*Extract*
=== Section Start ===
However, "Indiana courts have already held that the right to bear arms is not absolute." Id. (citing Kellogg, 562 N.E.2d at 694). "The Indiana Supreme Court has determined that the `Legislature has the power, in the interest of public safety and welfare, to provide reasonable regulations for the use of firearms....'" Id. at 490-491 (quoting Matthews v. State, 237 Ind. 677, 686, 148 N.E.2d 334, 338 (1958) (rejecting an Article 1, Section 32 challenge to handgun legislation)). Also, as the Indiana Supreme Court recently observed, "state action does not impose a material burden on expression if either the `magnitude of the impairment' is slight or the expression threatens to inflict `particularized harm' analogous to tortious injury on readily identifiable private interests." Econ. Freedom Fund, 959 N.E.2d at 805 (quoting Whittington, 669 N.E.2d at 1370) (emphasis added); see also Price, 622 N.E.2d at 964 ("[T]reating as abuse political speech which does not harm any particular individual (`public nuisance') does amount to a material burden, but holding that sanctioning expression which inflicts upon determinable parties harm of a gravity analogous to that required under tort law does not.").
"Thus, determining whether a statute imposes a material burden ... may involve two components: `magnitude of the 834*834 impairment' analysis and `particularized harm' analysis." Econ. Freedom Fund, 959 N.E.2d at 806. In Econ. Freedom Fund, the Indiana Supreme Court discussed the test in examining Ind.Code § 24-5-14-5(b), part of Indiana's "Autodialer Law," imposed a material burden on the defendant's free speech rights under Article 1, Section 9 of the Indiana Constitution:
Under "magnitude of the impairment" analysis, we look at whether there has been a substantial obstacle on the right to engage in political speech. The important inquiry is whether the right to engage in political speech, as affected, no longer serves the purpose for which it was designed. If a substantial obstacle does not exist, there is no material burden on the right to engage in political speech. But if a substantial obstacle does exist, we also engage in "particularized harm" analysis: we look at whether the speaker's actions are analogous to conduct that would sustain tort liability against the speaker. If there is a "particularized harm," then we conclude that the state action does not impose a material burden on the right to engage in political speech. Conversely, a lack of "particularized harm" means there is a material burden. Ultimately, a material burden on political speech exists only in the presence of a substantial obstacle on the right and the absence of particularized harm caused by the speaker.
Id.
Here, Redington essentially argues that the Act poses a material burden because his right to bear arms under Article 1, Section 32 "has been entirely eviscerated as to firearms." Appellant's Brief at 23. We disagree and find that the Act, as applied to Redington, passes muster on both components of the material burden analysis.
=== Section End ===
*Material provided*
=== Section Start ===
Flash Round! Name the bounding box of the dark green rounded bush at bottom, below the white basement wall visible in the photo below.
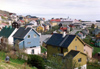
[27,55,45,69]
=== Section End ===
*Problem details*
In the court opinion excerpt above, what does the "particularized harm" analysis ask?

*Your response*
It asks whether the speaker's actions are analogous to conduct that would sustain tort liability against the speaker.